_Input for this task_

-- Opening Marker --

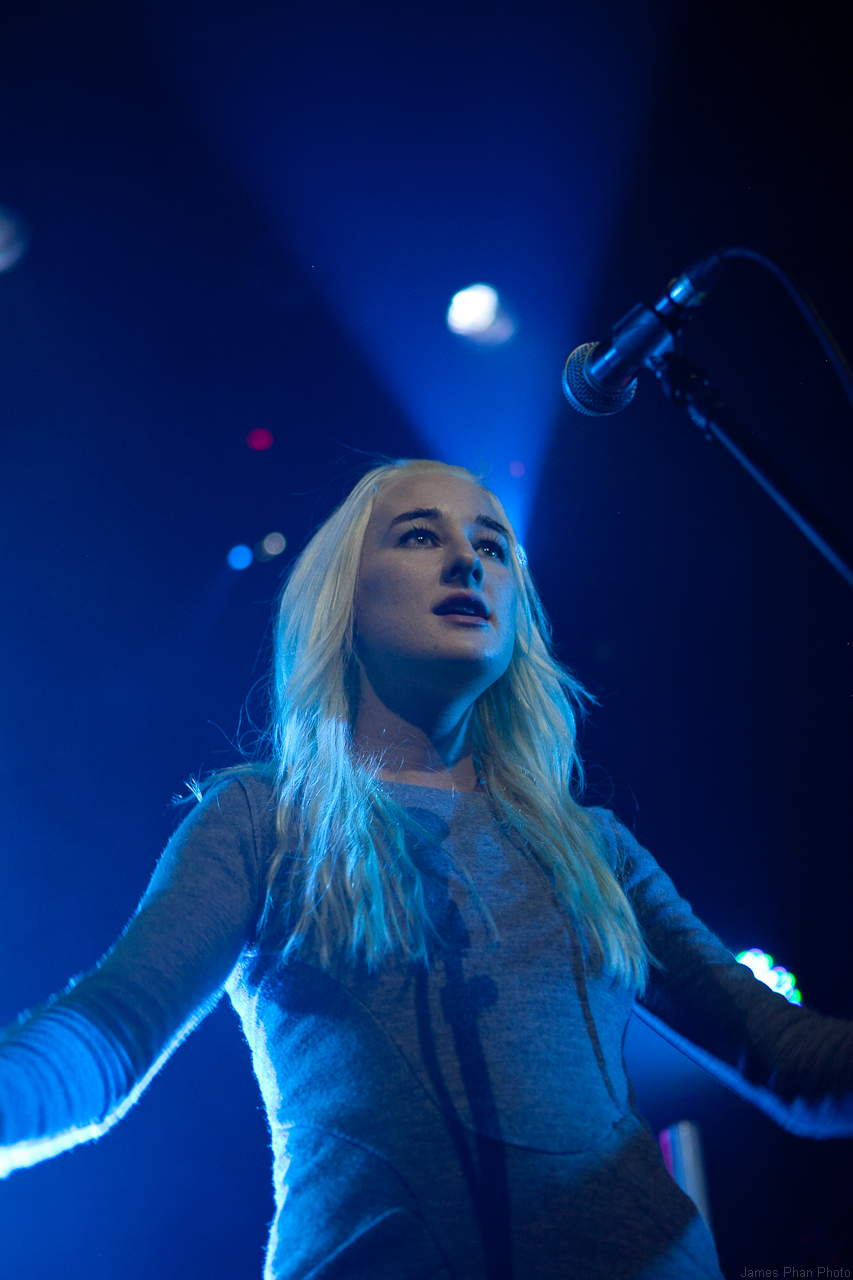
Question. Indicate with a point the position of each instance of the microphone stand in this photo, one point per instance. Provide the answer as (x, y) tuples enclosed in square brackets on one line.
[(688, 387)]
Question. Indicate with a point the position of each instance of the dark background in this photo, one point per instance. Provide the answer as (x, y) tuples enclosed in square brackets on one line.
[(174, 295)]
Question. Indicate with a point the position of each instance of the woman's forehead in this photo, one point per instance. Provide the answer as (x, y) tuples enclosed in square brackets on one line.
[(454, 496)]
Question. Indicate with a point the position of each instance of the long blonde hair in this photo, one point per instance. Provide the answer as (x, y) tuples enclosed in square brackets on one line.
[(342, 872)]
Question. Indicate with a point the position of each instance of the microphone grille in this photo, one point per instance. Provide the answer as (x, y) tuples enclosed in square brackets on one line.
[(587, 398)]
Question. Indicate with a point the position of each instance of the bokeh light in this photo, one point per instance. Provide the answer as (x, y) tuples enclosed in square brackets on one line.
[(772, 976), (240, 556), (274, 544), (259, 438), (477, 314), (473, 310), (270, 547)]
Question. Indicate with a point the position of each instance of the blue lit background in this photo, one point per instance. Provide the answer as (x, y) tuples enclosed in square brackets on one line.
[(252, 218)]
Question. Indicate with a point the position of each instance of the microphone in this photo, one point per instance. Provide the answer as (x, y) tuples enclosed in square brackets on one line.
[(601, 378)]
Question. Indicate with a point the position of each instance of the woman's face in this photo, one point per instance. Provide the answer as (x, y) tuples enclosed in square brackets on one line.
[(436, 598)]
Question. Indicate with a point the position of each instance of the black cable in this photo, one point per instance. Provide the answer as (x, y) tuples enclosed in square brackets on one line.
[(810, 311)]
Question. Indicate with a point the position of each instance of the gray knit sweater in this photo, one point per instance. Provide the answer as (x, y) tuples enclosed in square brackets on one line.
[(468, 1120)]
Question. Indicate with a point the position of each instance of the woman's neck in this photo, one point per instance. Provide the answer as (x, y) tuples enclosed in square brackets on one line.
[(432, 752)]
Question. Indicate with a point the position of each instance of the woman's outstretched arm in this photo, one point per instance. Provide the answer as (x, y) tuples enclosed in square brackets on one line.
[(73, 1068), (794, 1064)]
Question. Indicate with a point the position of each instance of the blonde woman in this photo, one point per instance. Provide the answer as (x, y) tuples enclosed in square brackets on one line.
[(433, 947)]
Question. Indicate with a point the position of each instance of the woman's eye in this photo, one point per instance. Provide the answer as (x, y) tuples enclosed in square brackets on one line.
[(492, 548), (420, 536)]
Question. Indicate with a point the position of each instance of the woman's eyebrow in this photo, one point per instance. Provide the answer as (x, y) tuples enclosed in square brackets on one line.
[(419, 513), (495, 525), (434, 513)]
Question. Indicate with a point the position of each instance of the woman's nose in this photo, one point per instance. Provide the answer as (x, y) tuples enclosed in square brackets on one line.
[(464, 566)]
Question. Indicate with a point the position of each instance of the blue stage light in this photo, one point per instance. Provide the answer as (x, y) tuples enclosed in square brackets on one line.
[(240, 556), (772, 976)]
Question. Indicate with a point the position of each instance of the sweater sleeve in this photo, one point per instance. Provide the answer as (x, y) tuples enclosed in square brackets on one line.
[(73, 1068), (794, 1064)]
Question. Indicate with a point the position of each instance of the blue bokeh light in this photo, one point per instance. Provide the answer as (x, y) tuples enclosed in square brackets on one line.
[(240, 556)]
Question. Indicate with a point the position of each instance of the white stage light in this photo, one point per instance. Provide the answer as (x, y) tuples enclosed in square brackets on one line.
[(473, 310)]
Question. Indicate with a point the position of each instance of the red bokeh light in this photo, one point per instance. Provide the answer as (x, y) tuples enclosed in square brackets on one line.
[(259, 438)]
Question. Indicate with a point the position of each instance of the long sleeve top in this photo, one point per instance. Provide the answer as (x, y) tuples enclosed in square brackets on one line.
[(468, 1119)]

-- Closing Marker --

_Exercise objective_
Write the records out exactly once more, leaving off the pictures.

_Solution below_
Question. Indicate with a point the position of each instance of the microphone stand in this photo, one point per instance. Provide the answer as (x, y) tuples enclosed in square brackets on one line.
[(688, 387)]
Question. Indicate with a point the position of each instance of the dark background in this photo, one point per instance. Provide the answer as (x, y) tuples enclosed in square brackets on one line.
[(174, 295)]
Question. Indicate with a point the position of each instance of the woman's forehead in this photo, one point per instance. Provide the answer as (x, y) tuples enclosed in square brackets on one line.
[(454, 496)]
Question. Indicate with a point the position of each instance of the long blonde hair in this photo, one point per instance. Provide the answer as (x, y) tuples enclosed in square brackets on one line.
[(342, 872)]
Question. Indicate with a point the position of each instance of the microphone grille in this photo, one point per instance. Provide the answer as (x, y) tuples enclosed in square brackets on one line.
[(587, 398)]
Question. Indicate with a point the position of each instance of the bokeh light in this photo, one point per instance. Provide the answer as (x, y) tuples enclosed in square brackets on one line.
[(772, 976), (240, 556), (274, 544), (259, 438), (477, 314), (473, 310), (270, 547)]
Question. Indicate with a point the position of each instance of the blue lit background in this photo, one point per instance. Provide the answer as (x, y) tuples enclosed in square brackets on one line.
[(252, 218)]
Question. Indicate with a point the position of each instance of the microphone in this photo, one point per instance. Provide the answer as (x, y) tuples enclosed in square brackets on one line.
[(601, 378)]
Question. Indicate with a point the position of each instance of the woman's face in this photo, one point per instance. Provide the answer as (x, y) tuples enclosed in square brackets on one line.
[(436, 598)]
Question. Indicate with a point the position of each instance of the black cable in this photo, one point per instance. Provide the answer as (x, y) tuples enclosed in square brackets on one line.
[(810, 311)]
Question. Indicate with a point the position of each instance of the gray knit sweater in this photo, one point per instance. Provide the answer as (x, y) tuples enclosed in square brackets on one line.
[(468, 1120)]
Question. Indicate with a point the position of each instance of the woman's neck in this photo, one point per instance. Provide the answer as (x, y) tuples enclosed in square brackets on one line.
[(432, 752)]
Question. Indicate with a point the position of each instance of the woman's outstretched arm in this photo, one point per instance. Provide the answer as (x, y) tuples enclosed in square brackets on one line.
[(73, 1068), (794, 1064)]
Question. Indicate with a point the position of each instance of the blonde woman in this photo, one point per instance. Provide the answer as (x, y) tuples enclosed in square brackets on one line.
[(433, 947)]
Question. Indicate with a point the position of each instance of the woman's eye in this photo, one point per instance. Provide the answer as (x, y) tuples enclosed in square brackets on one line.
[(492, 548), (420, 536)]
Question. Indicate with a point the position of each instance of the woman's eyebrow in this photo, one point per instance. Provide the answer as (x, y) tuples enclosed in square brackets on one line.
[(419, 513), (495, 525), (434, 513)]
Question. Indicate with a point the position of each instance of the woman's nose in this photo, one point per instance. Provide the answer as (x, y) tuples enclosed in square brackets on one line.
[(464, 566)]
Question. Indicate with a point the position of each instance of the blue stage light in this photo, one point per instance. Provide the answer as (x, y) tuples enclosed in square brackets on one line.
[(240, 556), (772, 976)]
Question. Indicate with a point the position of each instance of the sweater sleeve in this photo, one point per instance. Provide the answer as (x, y) tuples enclosed in square brackets on one line.
[(73, 1068), (794, 1064)]
Question. Indicate with a point the position of each instance of the blue bokeh light in this photo, one point per instance. Provide the answer as (x, y) tuples enclosed in square brackets on one line.
[(240, 556)]
Question. Indicate with a point the position of each instance of the white stage light in this photo, one point per instance. Provide the answer as (x, y) tuples enclosed in square brackets on one line.
[(473, 310)]
Question. Indicate with a point the position of each instance of the red bokeh light in this photo, one point per instance. Provide the answer as (x, y) tuples enclosed in square brackets on one line.
[(259, 438)]
Question. Indicate with a point the position of each instance of the long sleeve top in this photo, one point per instance. Provide the answer as (x, y) tuples enclosed in square brackets on one line.
[(468, 1119)]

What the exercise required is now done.